┌──

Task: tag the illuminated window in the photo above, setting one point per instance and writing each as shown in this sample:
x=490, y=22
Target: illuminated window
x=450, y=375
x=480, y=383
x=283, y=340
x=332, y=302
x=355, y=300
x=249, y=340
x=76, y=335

└──

#### GIVEN TASK
Update the entries above by replacing "illuminated window" with "lit window" everywhere it appears, keeping every other character the same.

#### FULL SOLUTION
Task: tag the lit window in the photo above, setting one point per instance and writing each as shown in this sample:
x=490, y=22
Target: lit window
x=450, y=375
x=480, y=383
x=283, y=340
x=332, y=302
x=355, y=300
x=249, y=340
x=76, y=335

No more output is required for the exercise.